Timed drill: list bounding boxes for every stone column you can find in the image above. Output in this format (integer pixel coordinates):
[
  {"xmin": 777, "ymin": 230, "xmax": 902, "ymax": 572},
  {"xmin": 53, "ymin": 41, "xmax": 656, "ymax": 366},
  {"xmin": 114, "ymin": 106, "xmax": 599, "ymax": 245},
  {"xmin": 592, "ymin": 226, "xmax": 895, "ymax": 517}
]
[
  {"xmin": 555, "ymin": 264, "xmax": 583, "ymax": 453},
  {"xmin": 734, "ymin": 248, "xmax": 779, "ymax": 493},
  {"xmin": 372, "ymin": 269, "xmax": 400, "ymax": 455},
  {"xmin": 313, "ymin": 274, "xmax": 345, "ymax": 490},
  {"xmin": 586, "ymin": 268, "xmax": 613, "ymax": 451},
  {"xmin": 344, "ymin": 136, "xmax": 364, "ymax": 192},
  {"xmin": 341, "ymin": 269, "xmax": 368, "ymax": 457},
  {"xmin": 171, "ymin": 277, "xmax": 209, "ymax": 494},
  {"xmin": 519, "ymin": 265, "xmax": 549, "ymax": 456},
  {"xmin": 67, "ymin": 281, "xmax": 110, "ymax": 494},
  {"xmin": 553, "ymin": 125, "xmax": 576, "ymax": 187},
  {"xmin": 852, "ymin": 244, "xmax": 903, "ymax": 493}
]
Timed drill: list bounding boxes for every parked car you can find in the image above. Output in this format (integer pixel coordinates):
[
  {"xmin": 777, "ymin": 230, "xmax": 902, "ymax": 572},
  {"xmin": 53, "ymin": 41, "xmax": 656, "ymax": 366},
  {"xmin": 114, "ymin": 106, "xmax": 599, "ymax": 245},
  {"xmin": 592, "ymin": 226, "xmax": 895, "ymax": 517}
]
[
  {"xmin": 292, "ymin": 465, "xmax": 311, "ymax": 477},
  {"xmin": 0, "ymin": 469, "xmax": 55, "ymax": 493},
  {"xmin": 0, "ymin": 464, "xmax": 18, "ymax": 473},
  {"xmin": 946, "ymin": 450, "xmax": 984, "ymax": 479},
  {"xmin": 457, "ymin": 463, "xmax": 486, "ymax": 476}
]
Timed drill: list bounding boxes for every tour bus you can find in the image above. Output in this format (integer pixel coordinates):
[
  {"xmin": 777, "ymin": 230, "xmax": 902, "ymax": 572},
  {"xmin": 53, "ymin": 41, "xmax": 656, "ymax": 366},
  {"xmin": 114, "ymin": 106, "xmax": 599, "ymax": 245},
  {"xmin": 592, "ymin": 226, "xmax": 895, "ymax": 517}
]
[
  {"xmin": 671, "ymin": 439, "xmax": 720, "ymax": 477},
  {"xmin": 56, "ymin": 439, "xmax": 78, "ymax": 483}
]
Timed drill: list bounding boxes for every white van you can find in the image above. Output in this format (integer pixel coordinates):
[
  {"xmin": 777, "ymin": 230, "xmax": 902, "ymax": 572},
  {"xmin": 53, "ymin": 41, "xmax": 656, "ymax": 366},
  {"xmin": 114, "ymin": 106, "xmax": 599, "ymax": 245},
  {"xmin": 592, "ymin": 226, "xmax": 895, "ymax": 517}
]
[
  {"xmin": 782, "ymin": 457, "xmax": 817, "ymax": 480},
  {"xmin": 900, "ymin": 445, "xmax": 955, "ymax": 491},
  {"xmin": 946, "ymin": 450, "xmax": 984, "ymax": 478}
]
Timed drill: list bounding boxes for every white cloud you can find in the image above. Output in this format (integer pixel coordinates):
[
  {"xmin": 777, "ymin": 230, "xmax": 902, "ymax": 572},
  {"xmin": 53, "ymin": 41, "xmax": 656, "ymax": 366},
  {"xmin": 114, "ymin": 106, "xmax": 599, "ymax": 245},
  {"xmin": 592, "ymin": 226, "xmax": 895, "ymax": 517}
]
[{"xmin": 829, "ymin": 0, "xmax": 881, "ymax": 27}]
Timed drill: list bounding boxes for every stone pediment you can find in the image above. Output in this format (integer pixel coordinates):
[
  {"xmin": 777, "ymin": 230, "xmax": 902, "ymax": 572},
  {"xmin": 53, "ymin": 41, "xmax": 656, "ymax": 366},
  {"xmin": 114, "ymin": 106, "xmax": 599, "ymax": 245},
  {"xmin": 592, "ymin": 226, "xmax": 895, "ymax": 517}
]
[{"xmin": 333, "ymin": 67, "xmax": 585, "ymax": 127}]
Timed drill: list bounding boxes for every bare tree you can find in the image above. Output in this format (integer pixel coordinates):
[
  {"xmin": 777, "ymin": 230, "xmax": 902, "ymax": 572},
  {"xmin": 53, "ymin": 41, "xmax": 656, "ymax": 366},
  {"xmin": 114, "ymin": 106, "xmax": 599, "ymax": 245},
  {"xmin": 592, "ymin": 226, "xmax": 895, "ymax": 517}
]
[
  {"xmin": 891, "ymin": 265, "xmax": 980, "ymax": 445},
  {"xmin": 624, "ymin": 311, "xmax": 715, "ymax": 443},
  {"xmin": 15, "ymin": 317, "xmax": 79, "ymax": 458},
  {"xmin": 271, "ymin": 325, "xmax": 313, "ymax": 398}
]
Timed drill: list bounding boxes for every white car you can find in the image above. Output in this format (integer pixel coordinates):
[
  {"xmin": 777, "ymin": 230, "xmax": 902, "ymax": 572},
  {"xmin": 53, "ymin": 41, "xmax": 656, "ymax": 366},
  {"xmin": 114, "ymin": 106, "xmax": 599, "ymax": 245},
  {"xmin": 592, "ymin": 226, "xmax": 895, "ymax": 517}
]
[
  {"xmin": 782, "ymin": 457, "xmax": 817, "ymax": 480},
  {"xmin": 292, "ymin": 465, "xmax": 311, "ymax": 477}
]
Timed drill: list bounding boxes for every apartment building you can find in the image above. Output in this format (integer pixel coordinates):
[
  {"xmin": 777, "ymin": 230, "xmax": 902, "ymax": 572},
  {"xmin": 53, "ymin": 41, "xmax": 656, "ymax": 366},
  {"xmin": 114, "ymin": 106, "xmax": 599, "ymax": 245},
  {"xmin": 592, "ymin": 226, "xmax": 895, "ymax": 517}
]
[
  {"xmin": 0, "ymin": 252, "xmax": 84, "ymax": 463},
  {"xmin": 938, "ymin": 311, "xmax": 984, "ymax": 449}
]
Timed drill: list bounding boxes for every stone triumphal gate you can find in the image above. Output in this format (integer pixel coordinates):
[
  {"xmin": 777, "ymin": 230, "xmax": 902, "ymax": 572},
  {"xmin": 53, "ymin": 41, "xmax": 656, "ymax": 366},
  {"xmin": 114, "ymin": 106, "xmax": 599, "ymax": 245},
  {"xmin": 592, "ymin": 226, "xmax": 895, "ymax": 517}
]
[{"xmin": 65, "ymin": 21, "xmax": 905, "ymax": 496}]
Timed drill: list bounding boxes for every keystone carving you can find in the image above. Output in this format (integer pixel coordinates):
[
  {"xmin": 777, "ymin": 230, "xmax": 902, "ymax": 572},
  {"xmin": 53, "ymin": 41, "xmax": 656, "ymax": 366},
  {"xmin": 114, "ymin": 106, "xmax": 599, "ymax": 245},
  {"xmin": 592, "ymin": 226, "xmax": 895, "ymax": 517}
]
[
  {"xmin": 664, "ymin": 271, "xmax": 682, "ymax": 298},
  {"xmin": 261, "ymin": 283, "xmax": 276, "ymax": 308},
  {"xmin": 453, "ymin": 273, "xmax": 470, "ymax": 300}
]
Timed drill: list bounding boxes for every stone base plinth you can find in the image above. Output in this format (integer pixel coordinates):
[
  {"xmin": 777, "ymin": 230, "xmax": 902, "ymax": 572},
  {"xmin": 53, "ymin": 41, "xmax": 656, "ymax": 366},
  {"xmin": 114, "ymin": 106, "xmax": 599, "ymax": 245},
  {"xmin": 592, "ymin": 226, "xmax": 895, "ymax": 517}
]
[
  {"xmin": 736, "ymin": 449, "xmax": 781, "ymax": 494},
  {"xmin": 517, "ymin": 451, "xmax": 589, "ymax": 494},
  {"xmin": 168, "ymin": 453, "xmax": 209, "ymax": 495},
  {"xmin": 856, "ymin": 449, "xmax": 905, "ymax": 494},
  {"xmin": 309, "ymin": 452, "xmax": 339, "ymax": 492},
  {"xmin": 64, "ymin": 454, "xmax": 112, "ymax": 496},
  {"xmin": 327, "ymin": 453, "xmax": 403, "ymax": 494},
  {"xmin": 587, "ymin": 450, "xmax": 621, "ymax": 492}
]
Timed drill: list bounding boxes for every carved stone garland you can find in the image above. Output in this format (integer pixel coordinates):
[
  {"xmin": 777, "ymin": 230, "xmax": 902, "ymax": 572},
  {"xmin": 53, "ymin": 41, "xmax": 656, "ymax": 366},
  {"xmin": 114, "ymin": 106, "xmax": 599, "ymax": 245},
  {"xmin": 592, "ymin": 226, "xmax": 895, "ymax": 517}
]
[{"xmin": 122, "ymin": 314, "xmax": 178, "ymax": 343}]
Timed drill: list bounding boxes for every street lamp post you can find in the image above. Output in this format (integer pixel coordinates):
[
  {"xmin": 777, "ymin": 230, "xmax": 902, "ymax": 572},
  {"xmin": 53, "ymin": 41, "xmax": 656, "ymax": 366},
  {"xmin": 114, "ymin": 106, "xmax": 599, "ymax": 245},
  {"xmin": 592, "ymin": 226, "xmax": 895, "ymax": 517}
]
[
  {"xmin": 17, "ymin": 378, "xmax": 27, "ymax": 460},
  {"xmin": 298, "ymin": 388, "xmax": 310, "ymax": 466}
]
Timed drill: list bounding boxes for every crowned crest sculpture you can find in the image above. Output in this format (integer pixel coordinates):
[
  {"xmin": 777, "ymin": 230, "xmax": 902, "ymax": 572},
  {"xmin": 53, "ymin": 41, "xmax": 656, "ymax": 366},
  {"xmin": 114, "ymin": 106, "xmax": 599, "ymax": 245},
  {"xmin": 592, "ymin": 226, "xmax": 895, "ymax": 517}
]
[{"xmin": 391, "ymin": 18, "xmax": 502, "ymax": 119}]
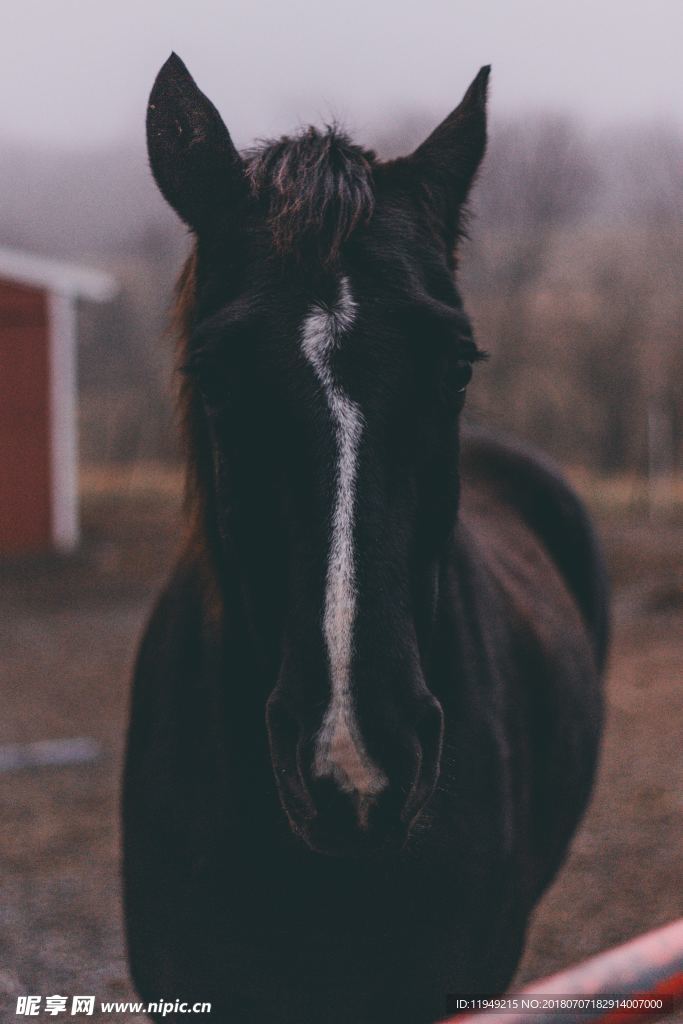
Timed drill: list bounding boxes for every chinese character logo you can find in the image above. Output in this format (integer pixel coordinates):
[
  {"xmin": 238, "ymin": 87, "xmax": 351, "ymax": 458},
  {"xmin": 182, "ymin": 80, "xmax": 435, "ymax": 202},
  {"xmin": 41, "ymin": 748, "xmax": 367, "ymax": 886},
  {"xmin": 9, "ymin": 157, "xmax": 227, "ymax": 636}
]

### WHAT THE TASK ASKS
Filter the lines above so that only those with the string "white" remain, then copy them.

### SOLUTION TO THE EXERCISE
Timed drill: list bounding boxes for every white van you can find in the image above. Output in this format (integer pixel coordinates):
Timed drill: list bounding boxes for every white cloud you can find in the image above. Output in this format (integer pixel coordinates):
Timed drill: list bounding boxes for every white car you can find in the image above. Output in this format (integer pixel coordinates):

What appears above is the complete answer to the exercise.